■ **TASK INSTRUCTIONS**
Can you output the records below exactly as they are written?

■ **SUPPLIED RECORDS**
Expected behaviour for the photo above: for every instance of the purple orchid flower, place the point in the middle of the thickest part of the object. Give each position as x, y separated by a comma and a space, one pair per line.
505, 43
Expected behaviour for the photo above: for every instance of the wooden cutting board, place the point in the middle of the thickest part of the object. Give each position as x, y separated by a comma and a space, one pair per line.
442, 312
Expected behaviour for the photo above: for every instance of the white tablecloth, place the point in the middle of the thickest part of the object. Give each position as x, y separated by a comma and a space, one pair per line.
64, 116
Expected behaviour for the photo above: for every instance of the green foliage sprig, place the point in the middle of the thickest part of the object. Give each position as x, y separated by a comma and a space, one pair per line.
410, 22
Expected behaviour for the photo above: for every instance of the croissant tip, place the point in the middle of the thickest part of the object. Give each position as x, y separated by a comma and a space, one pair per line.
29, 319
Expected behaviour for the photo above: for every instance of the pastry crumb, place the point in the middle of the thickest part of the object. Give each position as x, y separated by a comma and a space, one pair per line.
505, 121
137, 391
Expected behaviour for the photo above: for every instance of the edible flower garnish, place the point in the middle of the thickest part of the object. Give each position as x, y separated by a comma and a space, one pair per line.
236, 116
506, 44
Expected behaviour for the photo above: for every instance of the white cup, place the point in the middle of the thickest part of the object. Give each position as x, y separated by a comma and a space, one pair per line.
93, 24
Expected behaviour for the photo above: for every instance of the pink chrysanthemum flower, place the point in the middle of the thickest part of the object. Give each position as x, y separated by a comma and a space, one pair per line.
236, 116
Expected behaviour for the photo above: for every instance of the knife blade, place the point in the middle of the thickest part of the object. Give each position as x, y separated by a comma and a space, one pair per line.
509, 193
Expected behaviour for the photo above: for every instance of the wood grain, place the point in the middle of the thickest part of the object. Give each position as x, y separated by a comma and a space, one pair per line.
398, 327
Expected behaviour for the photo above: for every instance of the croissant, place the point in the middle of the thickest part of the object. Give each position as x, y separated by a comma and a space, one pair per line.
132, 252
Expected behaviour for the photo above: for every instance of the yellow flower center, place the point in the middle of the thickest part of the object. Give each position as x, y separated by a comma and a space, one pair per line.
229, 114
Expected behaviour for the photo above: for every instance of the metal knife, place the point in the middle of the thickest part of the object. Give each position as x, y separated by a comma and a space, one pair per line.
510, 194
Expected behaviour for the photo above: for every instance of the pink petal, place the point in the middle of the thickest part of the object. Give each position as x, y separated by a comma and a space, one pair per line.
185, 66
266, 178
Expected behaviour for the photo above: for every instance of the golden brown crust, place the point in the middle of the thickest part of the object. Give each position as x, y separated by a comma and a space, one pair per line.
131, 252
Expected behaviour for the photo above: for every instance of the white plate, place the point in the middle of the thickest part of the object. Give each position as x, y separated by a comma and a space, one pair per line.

■ **SOLUTION**
Expected behaviour for the photo above: for every instance of the purple orchid flower, place the point in the middle of the thickest part of the object. Give each position as x, y separated by a comma and a space, one pair per line.
505, 43
Expected behaviour for the photo above: for every instance of the wooden cutting board, place the point in the middle of the thickest part of the object. Give each position as x, y separated by a comma and a space, one pair per line.
442, 312
Expected behaviour for the photo above: for every instance of the white tablecloth, place the point in the middle of the thickest part of the object. Give each position as x, y separated by a comma and a space, one pair per line.
64, 116
Expected behaviour for the photo above: for every instance of the green foliage sprig, place the point in the middle of the thickest part of the object. Give each position as x, y separated by a comma and a space, one pair per line.
410, 22
Expected behaviour for the photo above: for every instance of the croissant tip, place the point in the middle of the thickest part of the object. Give each position as x, y separated by a comma and a space, one pair per line.
29, 319
Expected behaviour for the photo above: for every instance of the pastry crumb, place the point in the middle of the thickest part of the object. Give each position as x, y separated by a comma and a space, one pair per line.
505, 121
137, 391
Expected behaviour for the photo above: for every instance of the edible flower garnish, place the point in the middle of the thickest part of the object. Give each position as x, y separated by a comma and a space, one pair per line.
236, 116
506, 44
Expected behaviour for the photo above: for every instance of the white cup, place the point in the middle of the thickest part of the object. Give each position as x, y separated by a comma and a space, one pair per line.
93, 24
Expected behaviour for the photo above: for every instance of the pink chrysanthemum flower, place the point in the middle of the thickest part of the object. Give each position as x, y separated by a comma and a space, one pair per line.
236, 116
Expected behaviour for the photo above: for every instance of the knife blade, place the point in the middle of the thickest part of the object. Give each position as x, y separated by a comma and a space, one pair per line.
509, 193
Expected behaviour for the photo above: for every instance of the wood grain, place the point in the middle of the thickest part of the object. Give each position as x, y separated by a comma and a space, one pair per line.
398, 327
Expected behaviour for the photo above: for every instance of the croissant, place the point in the middle of the thickest part of the object. Give each position as x, y separated by a comma and a space, one pair per line.
132, 252
Expected behaviour for the photo above: for every instance of the yellow flower center, place the point in the middle of the thickest part of the object. Give each position as x, y separated by a comma and a space, one pair per line.
229, 114
Expected behaviour for the photo above: for every instance of the metal knife, place the point in the middle of the thickest part of the object. Give each position as x, y separated by a comma and a space, one pair per line.
510, 194
Expected behaviour for the photo above: for every instance of the pink petal, place the point in the middle of the thickest part of the object. Give each position as x, y separated by a comma and a space, one pair per line.
185, 66
266, 178
Expected behaviour for the photo above: for every instance of the golden brown crust, place the point in the middle of the thickest part of the object. Give each position as x, y separated by a comma and a space, one pair per line.
131, 252
Expected behaviour for the photo above: for every instance of the white plate, place the point in the middle of the thickest part of the object. Give each position as x, y separated by a comma and a space, one pair per line.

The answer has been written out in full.